Segment Start: GIVEN DATA

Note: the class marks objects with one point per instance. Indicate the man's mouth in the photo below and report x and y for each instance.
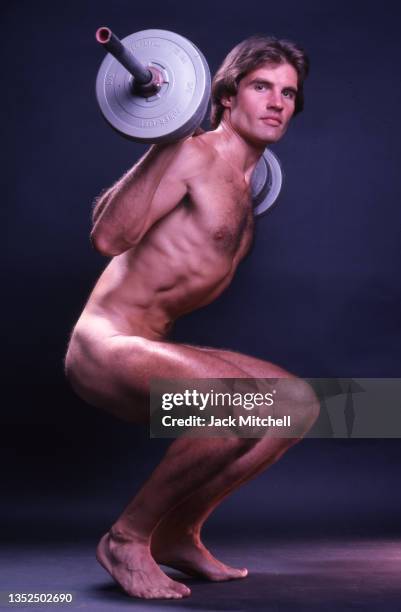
(270, 120)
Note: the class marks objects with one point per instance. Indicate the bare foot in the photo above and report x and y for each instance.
(132, 566)
(187, 554)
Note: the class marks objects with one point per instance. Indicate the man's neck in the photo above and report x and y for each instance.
(238, 152)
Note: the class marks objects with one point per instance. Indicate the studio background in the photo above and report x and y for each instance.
(319, 293)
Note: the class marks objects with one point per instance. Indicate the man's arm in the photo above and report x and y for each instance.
(125, 212)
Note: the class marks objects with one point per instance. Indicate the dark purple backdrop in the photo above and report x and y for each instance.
(319, 294)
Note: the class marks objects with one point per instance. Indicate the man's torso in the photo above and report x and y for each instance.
(185, 260)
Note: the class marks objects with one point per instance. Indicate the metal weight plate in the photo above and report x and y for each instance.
(266, 183)
(180, 105)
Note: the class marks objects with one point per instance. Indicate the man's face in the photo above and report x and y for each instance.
(264, 103)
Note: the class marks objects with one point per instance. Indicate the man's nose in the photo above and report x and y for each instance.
(274, 100)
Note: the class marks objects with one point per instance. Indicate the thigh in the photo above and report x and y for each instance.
(113, 371)
(254, 367)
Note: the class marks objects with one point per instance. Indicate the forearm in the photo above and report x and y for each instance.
(120, 213)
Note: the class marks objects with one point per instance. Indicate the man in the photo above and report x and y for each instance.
(177, 225)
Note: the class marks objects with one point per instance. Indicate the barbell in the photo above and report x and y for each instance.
(154, 86)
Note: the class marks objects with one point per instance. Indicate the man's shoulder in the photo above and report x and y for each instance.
(195, 155)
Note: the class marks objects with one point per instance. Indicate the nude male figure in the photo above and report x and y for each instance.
(176, 226)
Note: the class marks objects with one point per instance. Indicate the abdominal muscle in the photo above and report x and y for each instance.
(179, 266)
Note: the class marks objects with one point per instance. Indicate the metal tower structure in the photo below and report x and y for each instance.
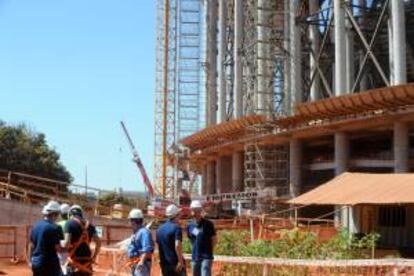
(178, 93)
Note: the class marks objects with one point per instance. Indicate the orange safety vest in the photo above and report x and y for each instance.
(82, 264)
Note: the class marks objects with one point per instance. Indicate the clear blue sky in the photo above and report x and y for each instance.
(73, 69)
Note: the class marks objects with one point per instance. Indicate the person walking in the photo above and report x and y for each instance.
(79, 233)
(64, 215)
(45, 243)
(169, 239)
(141, 247)
(202, 235)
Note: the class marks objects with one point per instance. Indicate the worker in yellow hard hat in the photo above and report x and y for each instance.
(141, 246)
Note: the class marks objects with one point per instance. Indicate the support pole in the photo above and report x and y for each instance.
(340, 48)
(295, 51)
(211, 61)
(211, 169)
(236, 172)
(286, 44)
(401, 147)
(222, 51)
(238, 68)
(295, 166)
(399, 42)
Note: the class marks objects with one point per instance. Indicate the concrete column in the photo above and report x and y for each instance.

Segment End: GIVEN DATA

Please repeat each line from the one with "Indicate the person" through the last line of the data above, and add nothing.

▶ [SOLUTION FOR THIS PROBLEM]:
Note: the class marks objects with one point per instance. Indicate the person walking in the photo above and report x and y for each instance.
(79, 233)
(64, 215)
(45, 243)
(169, 239)
(141, 247)
(202, 235)
Note: the class marks objects with one point per instance. Indicate the worker in yellow hard hat in the photo above and report x and y for each instance.
(141, 246)
Note: the class marks objects with one point per instance. Indicate the support pole in the photo above and report x and y for each instance.
(340, 48)
(295, 51)
(211, 61)
(211, 169)
(236, 172)
(286, 44)
(401, 147)
(222, 51)
(238, 68)
(295, 166)
(399, 42)
Note: the class marks objects with one point per instance. Indicate the concrete column in the photo above and report x and y for each instance.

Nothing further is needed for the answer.